Votre objectif> Selon le texte sur l'opéra de Luigi Rossi, dans quelle ville et dans quelles conditions cette production a-t-elle d'abord été montée ?

Texte>

════════

On doit à Leonardo García Alarcón, à l’occasion de ses recherches au Vatican, la redécouverte du Palais enchanté ou Palais des sortilèges (1642), tout premier opéra de Luigi Rossi (1597-1653), dont on a déjà pu entendre le deuxième et dernier ouvrage lyrique, Orfeo, monté notamment à Nancy en 2016 et Versailles en 2017. Victime de la pandémie, la présente production a d’abord été montée à Dijon à huis clos en décembre 2020, avant d’être diffusée en ligne à l’attention des plus curieux. On ne peut que se réjouir de la découvrir sur scène dans le cadre idéal de l’Opéra royal de Versailles, tant le travail réalisé par le metteur en scène belge Fabrice Murgia impressionne de bout en bout par sa force d’évocation et son à-propos, et ce d’autant plus que le livret très littéraire (adapté du Roland furieux de l’Arioste) ne lui a guère facilité la tâche.

════════

Matériel d'étude>
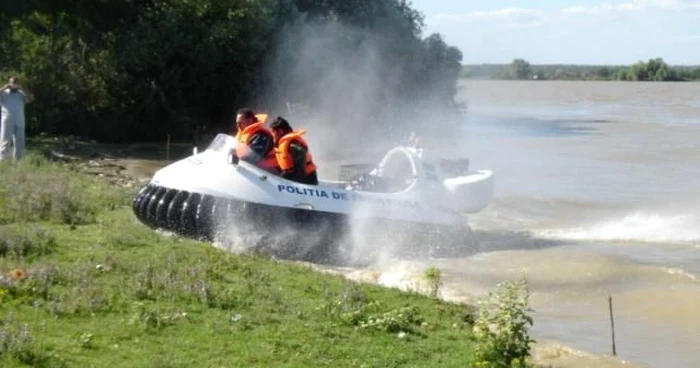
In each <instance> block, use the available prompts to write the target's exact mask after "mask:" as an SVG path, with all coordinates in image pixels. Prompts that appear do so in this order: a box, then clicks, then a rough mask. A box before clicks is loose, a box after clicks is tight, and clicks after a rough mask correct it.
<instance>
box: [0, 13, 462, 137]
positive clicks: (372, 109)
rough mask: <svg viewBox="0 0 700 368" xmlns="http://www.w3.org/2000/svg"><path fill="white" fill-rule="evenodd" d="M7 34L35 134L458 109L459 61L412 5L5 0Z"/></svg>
mask: <svg viewBox="0 0 700 368" xmlns="http://www.w3.org/2000/svg"><path fill="white" fill-rule="evenodd" d="M0 24H3V25H4V26H3V27H0V77H2V78H3V79H6V78H7V77H8V76H10V75H18V76H19V77H20V78H21V80H22V81H23V82H24V84H26V85H27V86H28V87H29V88H31V90H32V91H33V92H34V94H35V96H36V100H35V102H34V103H33V104H32V105H31V108H30V107H28V108H27V128H28V134H30V135H31V134H36V133H39V132H46V133H49V134H71V135H78V136H83V137H89V138H93V139H98V140H103V141H151V140H163V139H164V137H165V136H166V135H170V136H172V138H173V139H189V138H191V137H192V135H193V134H195V132H198V131H202V130H207V131H229V130H230V129H231V128H232V122H233V119H234V114H235V110H236V108H237V107H240V106H251V107H254V108H260V109H264V110H266V111H268V110H269V111H272V112H274V111H282V110H281V109H282V107H283V106H289V105H290V104H300V105H304V106H307V107H308V108H310V109H311V110H314V109H317V110H324V111H327V116H326V118H327V124H331V125H332V124H345V123H347V121H350V122H352V123H355V124H359V123H358V122H361V121H362V120H363V119H367V120H369V119H371V120H372V121H375V123H374V124H377V123H376V120H378V119H382V118H387V117H390V116H397V115H396V112H397V111H399V112H402V113H403V114H404V119H395V120H396V121H398V123H397V124H412V123H413V120H411V119H405V116H410V114H412V113H419V112H420V111H427V110H429V109H438V110H439V109H454V107H455V103H454V97H455V94H456V80H457V79H458V77H459V73H460V70H461V60H462V54H461V52H460V51H459V50H458V49H457V48H455V47H452V46H449V45H447V44H446V43H445V42H444V41H443V39H442V37H441V36H440V35H439V34H431V35H429V36H427V37H424V36H423V34H422V33H423V16H422V14H420V13H419V12H418V11H416V10H415V9H413V8H412V7H411V4H410V2H409V1H407V0H255V1H250V0H189V1H182V0H101V1H94V0H74V1H55V0H33V1H26V0H5V1H3V2H2V5H0ZM5 25H6V26H5ZM360 82H362V83H360ZM370 83H371V84H370ZM368 96H369V97H368ZM346 98H349V100H347V103H345V101H346ZM348 104H354V106H353V107H354V108H345V110H343V109H342V108H344V107H345V106H346V105H348ZM328 106H335V107H337V109H335V110H334V109H333V108H328ZM334 111H335V112H334ZM350 114H352V119H345V120H343V119H342V117H343V116H349V115H350ZM409 120H410V121H409ZM419 120H420V119H415V121H419ZM367 124H368V125H369V123H367Z"/></svg>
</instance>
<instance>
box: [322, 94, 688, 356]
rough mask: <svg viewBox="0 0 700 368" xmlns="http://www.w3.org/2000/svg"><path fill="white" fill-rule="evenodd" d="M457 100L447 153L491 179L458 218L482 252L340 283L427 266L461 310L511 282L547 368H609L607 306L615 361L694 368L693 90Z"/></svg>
mask: <svg viewBox="0 0 700 368" xmlns="http://www.w3.org/2000/svg"><path fill="white" fill-rule="evenodd" d="M458 97H459V100H461V101H464V102H466V103H467V106H468V113H467V118H466V120H465V121H464V128H463V136H462V137H461V139H459V140H458V141H459V144H458V147H457V148H456V150H457V151H459V152H458V154H460V155H462V156H466V157H469V159H470V162H471V167H472V168H475V169H491V170H493V171H494V172H495V178H496V192H495V198H494V201H493V203H492V204H491V205H490V206H489V207H488V208H487V209H486V210H484V211H483V212H481V213H479V214H476V215H473V216H471V217H470V218H469V224H470V226H471V227H472V228H473V230H474V231H475V234H476V237H477V239H478V240H479V242H480V247H481V249H482V252H479V253H477V254H474V255H471V256H465V257H462V258H451V259H433V260H421V261H415V260H411V261H409V260H402V259H400V258H399V259H397V258H391V257H389V258H386V259H381V260H378V261H377V263H376V264H375V265H373V266H372V267H370V268H362V269H342V270H340V272H342V273H344V274H345V275H346V276H348V277H351V278H355V279H361V280H368V281H372V282H378V283H380V284H384V285H388V286H395V287H402V286H406V285H411V284H412V282H414V281H415V280H417V279H419V278H421V275H422V272H423V270H424V269H425V268H426V267H428V266H436V267H438V268H439V269H440V270H442V272H443V273H444V286H443V287H442V289H441V291H442V296H443V297H446V298H451V299H456V300H465V301H473V300H474V298H475V297H477V296H479V295H482V294H483V293H486V292H488V291H490V290H493V288H494V287H495V286H496V284H498V283H499V282H501V281H504V280H507V279H509V280H514V279H517V278H518V277H520V276H521V275H523V276H525V277H526V278H527V280H528V282H529V287H530V291H531V293H532V297H531V306H532V307H533V308H534V310H535V311H534V314H533V316H534V321H535V323H534V326H533V327H532V333H533V336H534V337H535V339H536V340H538V341H539V342H543V343H546V345H545V344H542V345H541V346H543V347H544V348H542V349H538V350H537V352H536V353H537V355H538V356H539V357H540V358H541V359H540V361H542V362H549V363H552V364H553V365H555V366H570V367H605V366H611V367H612V366H619V360H615V359H609V358H607V357H606V356H610V355H611V354H612V347H611V345H612V344H611V331H610V315H609V309H608V308H609V307H608V297H609V296H611V297H612V302H613V309H614V317H615V334H616V336H615V338H616V350H617V356H618V358H619V359H622V360H625V361H631V362H633V363H635V364H637V365H640V366H646V367H667V368H671V367H700V83H643V82H639V83H637V82H634V83H633V82H619V83H618V82H562V81H557V82H549V81H461V82H460V84H459V96H458ZM311 136H313V134H311ZM310 141H313V137H311V138H310ZM322 159H323V158H322V157H319V161H321V160H322ZM319 166H320V167H323V164H321V165H319ZM324 170H326V169H325V168H324ZM324 170H321V172H323V171H324ZM326 172H327V171H326ZM368 246H371V247H375V246H380V245H375V244H370V245H368ZM555 343H556V344H555ZM557 344H561V345H557ZM584 352H587V353H590V354H594V355H595V356H591V355H587V354H586V353H584Z"/></svg>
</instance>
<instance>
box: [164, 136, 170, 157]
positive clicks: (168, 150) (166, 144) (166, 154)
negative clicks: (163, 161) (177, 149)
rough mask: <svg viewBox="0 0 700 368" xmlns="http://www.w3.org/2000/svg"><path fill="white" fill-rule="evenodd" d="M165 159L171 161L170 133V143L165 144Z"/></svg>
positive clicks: (169, 142)
mask: <svg viewBox="0 0 700 368" xmlns="http://www.w3.org/2000/svg"><path fill="white" fill-rule="evenodd" d="M165 159H166V160H168V161H170V133H168V141H167V143H166V144H165Z"/></svg>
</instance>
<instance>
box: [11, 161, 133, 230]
mask: <svg viewBox="0 0 700 368" xmlns="http://www.w3.org/2000/svg"><path fill="white" fill-rule="evenodd" d="M1 166H2V168H1V169H2V175H0V196H2V197H3V198H4V200H3V201H2V203H0V223H15V222H39V221H50V222H54V223H60V224H71V225H82V224H91V223H95V222H96V220H97V215H98V214H99V212H100V211H101V210H105V209H113V208H115V207H116V206H117V205H123V204H127V203H128V202H127V201H126V196H125V193H122V191H121V190H117V189H115V188H110V187H108V186H107V185H106V184H105V183H102V182H100V181H99V180H97V179H95V178H92V177H88V176H87V175H84V174H80V173H76V172H72V171H70V170H68V169H65V168H62V166H61V165H59V164H53V163H49V162H47V161H46V160H44V159H42V158H41V157H40V156H33V155H28V157H27V159H26V160H23V161H21V162H20V163H19V164H17V165H12V164H7V163H3V164H2V165H1Z"/></svg>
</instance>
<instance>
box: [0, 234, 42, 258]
mask: <svg viewBox="0 0 700 368" xmlns="http://www.w3.org/2000/svg"><path fill="white" fill-rule="evenodd" d="M55 247H56V238H55V237H54V236H53V234H51V233H48V232H46V231H45V230H44V229H43V228H41V227H35V226H32V227H20V228H16V227H10V226H0V257H3V258H10V259H13V260H16V261H22V260H25V259H28V258H29V259H31V258H35V257H40V256H44V255H47V254H49V253H51V252H52V251H53V250H54V249H55Z"/></svg>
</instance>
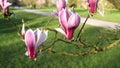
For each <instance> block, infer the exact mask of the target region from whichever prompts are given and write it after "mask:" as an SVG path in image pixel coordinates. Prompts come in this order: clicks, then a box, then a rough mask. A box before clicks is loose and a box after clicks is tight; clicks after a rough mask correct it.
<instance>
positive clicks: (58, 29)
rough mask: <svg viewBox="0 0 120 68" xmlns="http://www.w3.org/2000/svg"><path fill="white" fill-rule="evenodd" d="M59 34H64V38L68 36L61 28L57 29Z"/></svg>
mask: <svg viewBox="0 0 120 68" xmlns="http://www.w3.org/2000/svg"><path fill="white" fill-rule="evenodd" d="M55 30H56V31H57V32H59V33H61V34H63V35H64V36H66V33H65V32H64V31H63V30H62V29H61V28H56V29H55Z"/></svg>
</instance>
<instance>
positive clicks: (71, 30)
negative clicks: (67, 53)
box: [56, 9, 80, 40]
mask: <svg viewBox="0 0 120 68" xmlns="http://www.w3.org/2000/svg"><path fill="white" fill-rule="evenodd" d="M59 22H60V25H61V26H62V28H63V29H61V28H57V29H56V31H58V32H60V33H61V34H63V35H64V36H65V37H66V38H67V39H69V40H70V39H72V38H73V34H74V31H75V29H76V28H77V27H78V26H79V23H80V16H79V15H78V14H77V13H72V14H71V13H70V12H68V10H67V9H62V10H61V11H60V13H59Z"/></svg>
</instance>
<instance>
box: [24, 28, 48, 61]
mask: <svg viewBox="0 0 120 68" xmlns="http://www.w3.org/2000/svg"><path fill="white" fill-rule="evenodd" d="M47 35H48V31H44V30H39V29H36V30H35V31H32V30H31V29H29V30H27V31H26V34H25V44H26V46H27V52H26V55H28V56H29V57H30V58H31V59H34V58H36V56H37V53H38V47H39V46H40V45H41V44H42V43H43V42H44V41H45V40H46V39H47Z"/></svg>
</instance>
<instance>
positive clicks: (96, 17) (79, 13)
mask: <svg viewBox="0 0 120 68" xmlns="http://www.w3.org/2000/svg"><path fill="white" fill-rule="evenodd" d="M69 9H70V8H69ZM37 10H41V11H45V12H48V11H49V12H51V11H53V10H56V8H55V7H52V8H48V7H46V8H37ZM75 11H76V12H78V13H79V14H80V16H81V17H87V15H88V10H86V9H83V8H75ZM104 11H105V15H104V16H101V15H100V14H99V13H98V12H97V13H95V14H94V16H93V17H92V18H93V19H99V20H104V21H110V22H118V23H120V19H119V18H120V10H117V9H107V8H105V10H104Z"/></svg>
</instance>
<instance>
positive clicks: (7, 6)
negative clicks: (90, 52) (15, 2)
mask: <svg viewBox="0 0 120 68" xmlns="http://www.w3.org/2000/svg"><path fill="white" fill-rule="evenodd" d="M10 5H11V3H9V2H8V0H0V6H1V7H2V12H3V13H6V12H8V11H9V8H8V7H9V6H10Z"/></svg>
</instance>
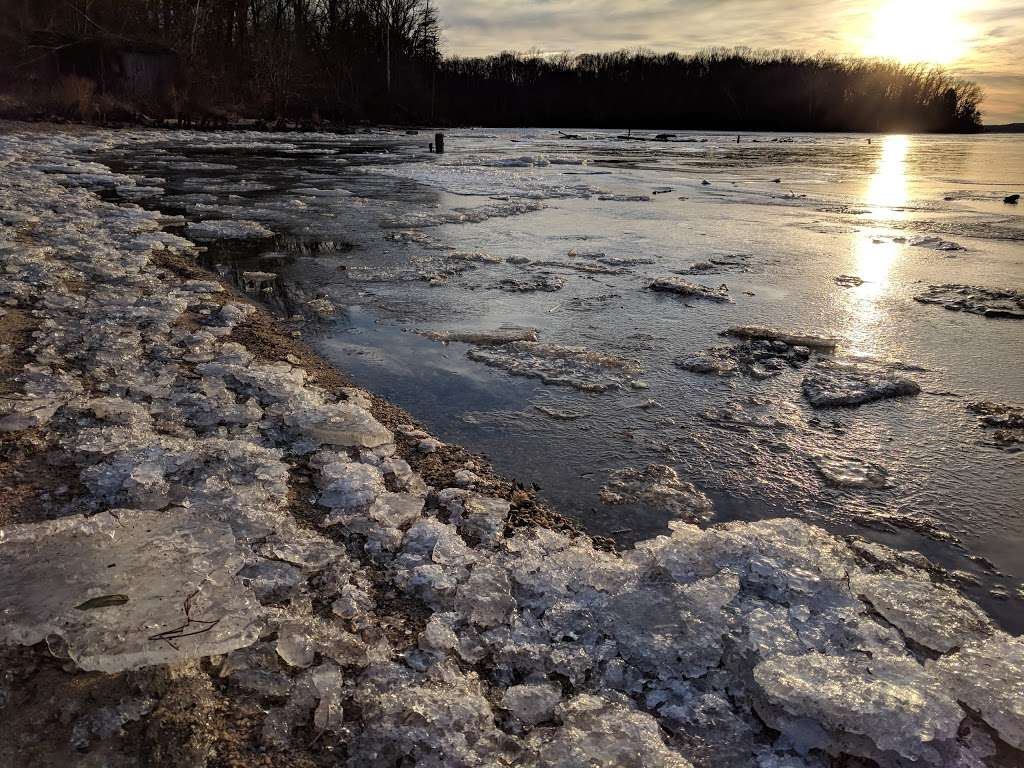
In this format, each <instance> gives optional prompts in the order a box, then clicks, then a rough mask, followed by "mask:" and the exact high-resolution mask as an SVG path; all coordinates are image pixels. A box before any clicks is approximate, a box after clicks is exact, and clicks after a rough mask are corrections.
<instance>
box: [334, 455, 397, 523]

════════

Réponse> À Dijon, à huis clos, en décembre 2020.